_Stated problem_
Rewrite the lines below with "glazed bowl edge" in place of "speckled bowl rim" and every other character unchanged. Leave out the pictures.
>> Begin Stored data
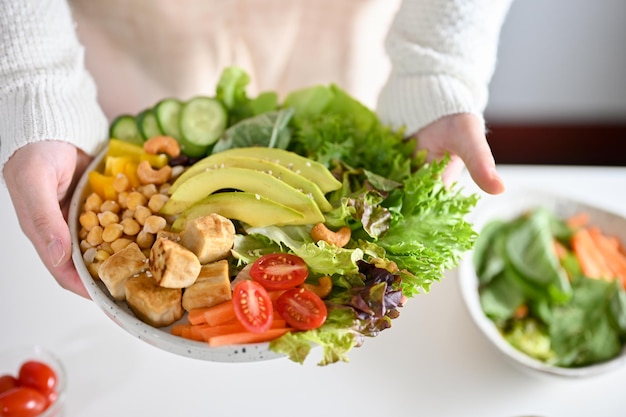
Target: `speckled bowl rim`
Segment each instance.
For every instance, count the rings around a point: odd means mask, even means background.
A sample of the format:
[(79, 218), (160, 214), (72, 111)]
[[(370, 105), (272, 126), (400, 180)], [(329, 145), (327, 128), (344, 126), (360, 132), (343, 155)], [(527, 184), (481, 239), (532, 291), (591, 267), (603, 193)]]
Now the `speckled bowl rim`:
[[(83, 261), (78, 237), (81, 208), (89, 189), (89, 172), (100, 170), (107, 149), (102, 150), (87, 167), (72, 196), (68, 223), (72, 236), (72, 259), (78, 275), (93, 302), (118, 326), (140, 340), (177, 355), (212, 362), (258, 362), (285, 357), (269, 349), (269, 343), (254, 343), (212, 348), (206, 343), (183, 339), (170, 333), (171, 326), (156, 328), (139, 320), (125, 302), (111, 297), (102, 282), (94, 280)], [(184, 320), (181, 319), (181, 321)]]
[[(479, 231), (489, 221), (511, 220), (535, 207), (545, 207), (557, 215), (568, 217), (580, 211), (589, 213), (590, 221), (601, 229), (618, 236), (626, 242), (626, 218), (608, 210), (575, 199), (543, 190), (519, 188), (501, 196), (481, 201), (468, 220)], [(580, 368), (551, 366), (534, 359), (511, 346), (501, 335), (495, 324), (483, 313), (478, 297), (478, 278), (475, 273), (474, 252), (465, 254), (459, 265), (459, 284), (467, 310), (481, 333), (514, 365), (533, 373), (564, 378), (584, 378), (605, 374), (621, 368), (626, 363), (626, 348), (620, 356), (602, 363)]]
>> End Stored data
_Task solution_
Target: `glazed bowl edge`
Segment each instance.
For every instance, count the rings around a point: odd means mask, even means background.
A sample of the format:
[(79, 218), (160, 214), (72, 111)]
[[(370, 105), (272, 126), (400, 180)], [(329, 145), (327, 128), (344, 126), (360, 132), (343, 155)], [(527, 184), (481, 239), (532, 291), (591, 267), (603, 193)]]
Now the `glazed bowl edge`:
[[(83, 261), (78, 237), (81, 208), (89, 189), (89, 172), (100, 170), (107, 149), (102, 150), (87, 167), (72, 196), (68, 223), (72, 236), (72, 259), (78, 275), (93, 302), (118, 326), (140, 340), (177, 355), (212, 362), (258, 362), (285, 357), (269, 349), (269, 343), (254, 343), (212, 348), (206, 343), (183, 339), (170, 333), (171, 326), (156, 328), (139, 320), (125, 302), (111, 297), (102, 282), (94, 280)], [(184, 320), (181, 319), (181, 321)]]
[[(479, 231), (489, 221), (511, 220), (535, 207), (545, 207), (557, 215), (568, 217), (580, 211), (589, 213), (590, 221), (601, 229), (618, 236), (626, 242), (626, 218), (608, 210), (575, 199), (543, 190), (519, 188), (501, 196), (481, 201), (468, 220)], [(580, 368), (551, 366), (534, 359), (511, 346), (501, 335), (495, 324), (483, 313), (478, 297), (478, 278), (475, 273), (474, 252), (465, 254), (459, 265), (459, 284), (467, 310), (481, 333), (514, 365), (533, 373), (564, 378), (584, 378), (605, 374), (621, 368), (626, 363), (626, 348), (620, 356), (602, 363)]]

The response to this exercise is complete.